### Extract:
+-------+

Editor's Note: (Sign up for CNN's Fitness, But Better newsletter series. Our seven-part guide will help you ease into a healthy routine, backed by experts.)
(CNN) Physical activity guidelines for older adults stress doing at least two days of strength training and 2½ hours of moderate to vigorous aerobic physical activity each week. Yet many people downplay muscle strengthening, relying on the heart-pumping benefits of aerobic exercise.
That would be a mistake, a new study found. Independent of aerobic physical activity, adults over 65 who did strength training two to six times per week lived longer than those who did less than two, according to study author Dr. Bryant Webber, an epidemiologist in the Division of Nutrition, Physical Activity, and Obesity at the US Centers for Disease Control and Prevention.
"We found that each type of physical activity was independently associated with a lower risk of all-cause mortality in older adults," Webber said in an email.
"Those who met the muscle-strengthening guideline only (versus neither guideline) had (a) 10% lower risk of mortality, those who met the aerobic guideline only had 24% lower risk of mortality, and those who met both guidelines had 30% lower risk," he said.
The results applied to all ages groups, even the most elderly, according to the study published Monday in the journal JAMA Network Open.
Peope who were 85 and older who met both the aerobic and muscle-strengthening guidelines had a 28% lower risk of dying from any cause than people over 85 those who met neither of the guidelines, the study found.
"This finding suggests that aerobic and muscle-strengthening physical activity is valuable throughout the lifespan," Webber said.
The study looked at leisure and other physical activity gathered by the National Health Interview Survey, an ongoing investigation of American health done by the CDC. Information on strength training and aerobic activity by age group was then compared with deaths over an average of eight years.
The study controlled for demographics and marital status, body mass index, history of smoking or alcohol consumption, and presence of asthma, cancer, diabetes, chronic obstructive pulmonary disease, heart disease, hypertension and stroke.
Looking only at the data on strength training, the study found adults who did two to three sessions or four to six sessions of muscle strengthening exercise per week had a lower risk of death for any reason than adults who did strength training less than twice weekly.

+-------+

### Source information:
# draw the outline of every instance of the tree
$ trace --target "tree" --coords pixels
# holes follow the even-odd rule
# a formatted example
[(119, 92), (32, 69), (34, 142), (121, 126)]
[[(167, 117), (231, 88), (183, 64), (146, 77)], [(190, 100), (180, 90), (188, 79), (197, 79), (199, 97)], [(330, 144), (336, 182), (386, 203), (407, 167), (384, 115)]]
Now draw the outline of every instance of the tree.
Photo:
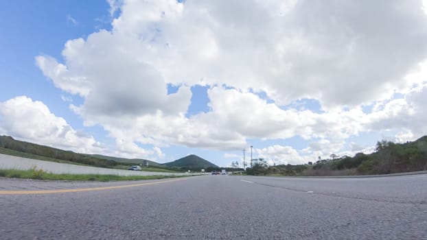
[(239, 168), (239, 163), (237, 160), (235, 162), (231, 162), (231, 167)]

+-------+

### Instructions to follow:
Recast the paragraph of the article that begins "The study controlled for" as a bulleted list, keeping every factor it names. The material is not required here.

### The answer:
The study controlled for:
- demographics and marital status
- body mass index
- history of smoking or alcohol consumption
- presence of asthma, cancer, diabetes, chronic obstructive pulmonary disease, heart disease, hypertension and stroke